**TO BE DONE:** Please arrange the rows below as a JSON list of strings, one string per line, with blank lines omitted. Leave the pictures out of the answer.

Start PROVIDED ENTRIES

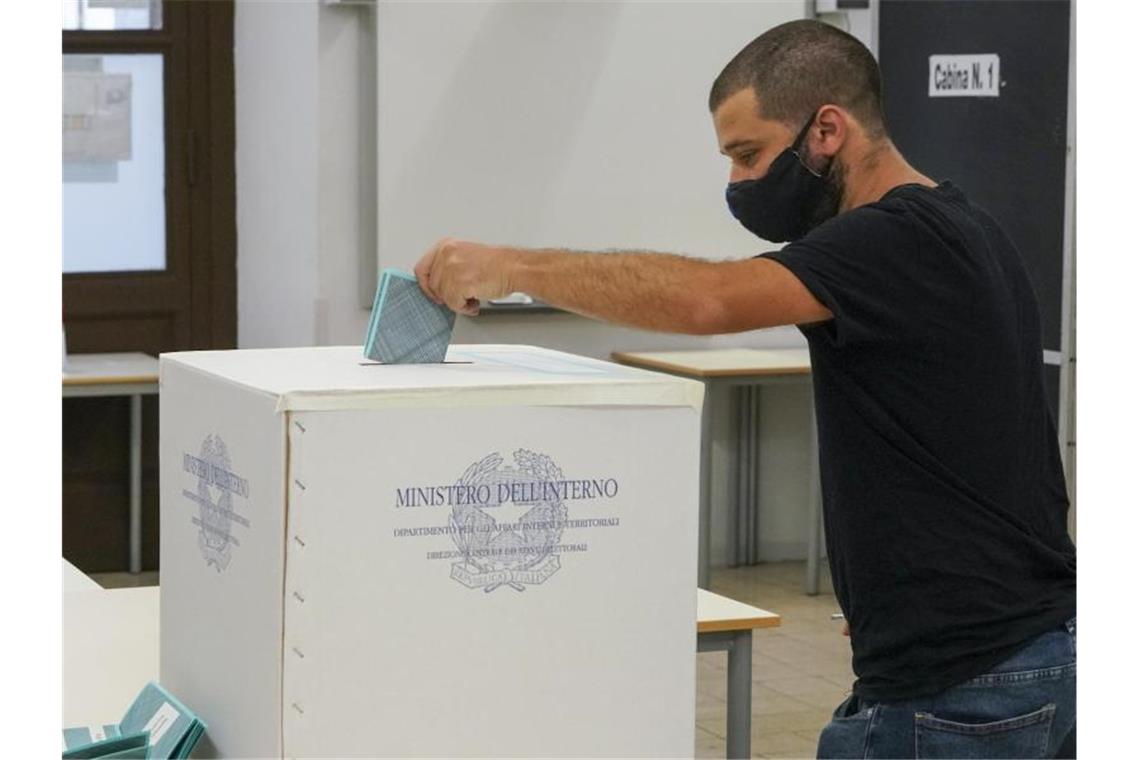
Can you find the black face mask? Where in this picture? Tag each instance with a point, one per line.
(789, 201)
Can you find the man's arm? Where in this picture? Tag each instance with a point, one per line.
(651, 291)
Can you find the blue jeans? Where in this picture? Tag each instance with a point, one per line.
(1024, 708)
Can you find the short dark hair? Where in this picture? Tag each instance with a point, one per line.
(798, 66)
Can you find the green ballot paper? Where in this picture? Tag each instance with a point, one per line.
(173, 728)
(156, 725)
(104, 742)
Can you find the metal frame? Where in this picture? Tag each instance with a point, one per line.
(1066, 408)
(739, 646)
(713, 387)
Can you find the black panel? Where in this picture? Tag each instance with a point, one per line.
(1006, 153)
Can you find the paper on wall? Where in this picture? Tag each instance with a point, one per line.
(97, 116)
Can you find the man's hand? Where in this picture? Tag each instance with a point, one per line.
(459, 274)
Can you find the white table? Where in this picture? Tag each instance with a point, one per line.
(111, 651)
(133, 375)
(726, 624)
(75, 580)
(723, 369)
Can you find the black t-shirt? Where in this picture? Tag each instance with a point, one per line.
(943, 491)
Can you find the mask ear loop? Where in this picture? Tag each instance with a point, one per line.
(799, 138)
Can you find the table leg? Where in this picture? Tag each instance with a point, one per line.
(740, 695)
(814, 506)
(136, 526)
(705, 538)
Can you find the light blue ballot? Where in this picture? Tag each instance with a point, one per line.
(406, 326)
(104, 742)
(173, 728)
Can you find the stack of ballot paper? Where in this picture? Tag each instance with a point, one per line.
(155, 726)
(406, 326)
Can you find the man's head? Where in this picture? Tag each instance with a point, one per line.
(792, 74)
(812, 94)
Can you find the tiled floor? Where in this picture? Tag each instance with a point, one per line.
(800, 671)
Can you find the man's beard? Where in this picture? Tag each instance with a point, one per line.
(835, 185)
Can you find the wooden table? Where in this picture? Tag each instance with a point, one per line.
(111, 651)
(723, 369)
(132, 375)
(726, 624)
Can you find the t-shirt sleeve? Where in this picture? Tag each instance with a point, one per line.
(860, 266)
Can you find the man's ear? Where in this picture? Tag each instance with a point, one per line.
(830, 130)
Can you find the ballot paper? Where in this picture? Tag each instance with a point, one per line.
(156, 725)
(103, 742)
(173, 728)
(406, 326)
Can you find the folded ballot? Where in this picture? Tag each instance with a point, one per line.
(406, 326)
(156, 725)
(104, 742)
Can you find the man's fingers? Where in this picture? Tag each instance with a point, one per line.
(423, 271)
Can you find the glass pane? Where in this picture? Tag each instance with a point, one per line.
(114, 163)
(112, 15)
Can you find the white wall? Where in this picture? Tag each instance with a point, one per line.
(276, 82)
(306, 199)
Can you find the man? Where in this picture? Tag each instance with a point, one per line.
(944, 497)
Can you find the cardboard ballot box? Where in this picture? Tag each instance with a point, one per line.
(491, 556)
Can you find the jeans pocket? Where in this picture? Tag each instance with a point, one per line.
(1023, 736)
(846, 736)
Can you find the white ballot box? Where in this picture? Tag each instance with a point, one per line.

End PROVIDED ENTRIES

**PROBLEM SOLUTION:**
[
  "Can you find the black face mask? Where in this picture? Tag each instance with a point, one per line.",
  "(789, 201)",
  "Can you find the man's arm? Where in this picture? Tag each instance with a point, one per line.",
  "(651, 291)",
  "Can you find the blue jeans? Where in this picture? Tag each instance with a point, one per line.",
  "(1024, 708)",
  "Can you find the short dark hair? Where in this picture? Tag each instance with a point, one per line.",
  "(798, 66)",
  "Can you find the green ballot paper? Where in this picture? Tag each instance with a point, one per line.",
  "(173, 728)",
  "(156, 725)",
  "(104, 742)",
  "Can you find the metal frame? Where in this picture? Tag each instance with a point, one per line.",
  "(1066, 408)",
  "(739, 646)",
  "(713, 387)",
  "Can you find the black panel? Where in this picture? Tag each instance with a point, one per line.",
  "(1006, 153)",
  "Can you find the paper on wall? Where in this picture? Tag each instance with a point, one per line.",
  "(97, 116)",
  "Can you find the man's hand? Where in this picture? Tag each instance with a point, one per line.",
  "(459, 274)",
  "Can you find the white table? Where in this picture? Tag each instance with a point, one per line.",
  "(111, 651)",
  "(133, 375)",
  "(726, 624)",
  "(75, 580)",
  "(723, 369)",
  "Can you find the black t-shirt? Where in this picture? Tag each instance with a point, one per line.",
  "(943, 491)",
  "Can you find the mask ear loop? Where in this picture? Tag each instance with a point, one per line.",
  "(799, 138)",
  "Can you find the table leg? Where in this picture? Tag each instance with a point, one per line.",
  "(740, 695)",
  "(814, 506)",
  "(136, 526)",
  "(705, 538)",
  "Can you find the light blue ballot? Where in this picture? Tag each instance with a point, one per line.",
  "(406, 326)",
  "(104, 742)",
  "(173, 728)",
  "Can you find the stack of ballot paper? Where in this picture? Tag each instance with a point, one per line.",
  "(155, 726)",
  "(406, 326)",
  "Can you find the man's head? Where in this picture? Tag each instance with a point, one per line.",
  "(792, 74)",
  "(812, 94)",
  "Can you find the tiled floor? Where in this picture? Tag each instance with a point, one per line.",
  "(800, 671)",
  "Can you find the man's beard? Where in this picture? Tag each instance with a point, one per line.",
  "(835, 185)",
  "Can you find the wooden table? Where in this picture? Tag each instance with a point, one per line.",
  "(111, 651)",
  "(723, 369)",
  "(132, 375)",
  "(726, 624)",
  "Can you find the t-shirt sleeve? Where in this picture? Tag each instance with a point, one per line.",
  "(860, 266)",
  "Can you find the man's ear? Where in this picture? Tag each instance with a point, one per line.",
  "(830, 130)",
  "Can you find the ballot paper? Where in this picture? Tag each instance with a point, one per line.",
  "(156, 725)",
  "(103, 742)",
  "(173, 728)",
  "(406, 326)",
  "Can you find the folded ballot? Where in this picture? Tag each instance with a point, one per line.",
  "(406, 326)",
  "(156, 725)",
  "(104, 742)",
  "Can you find the man's fingers? Where in this picture? Tag each instance with a point, one per line.",
  "(423, 271)",
  "Can you find the glass pane? Where in this picture? Tag each instance with a point, one per line.",
  "(114, 163)",
  "(112, 15)",
  "Can you find the white wall? Where in this picture? Tag each instance with a point, one per line.",
  "(276, 82)",
  "(306, 199)",
  "Can you find the man? Where in this picture? Tag each instance with a point, one per line.",
  "(944, 497)",
  "Can you find the cardboard ballot box? Where in this picture? Tag each instance with a point, one per line.",
  "(491, 556)",
  "Can you find the jeans pocket? Where in this picture? Tag each instance with a point, one per line.",
  "(1023, 736)",
  "(846, 736)",
  "Can you find the white ballot box? Where in this picture? Tag each instance with a point, one per line."
]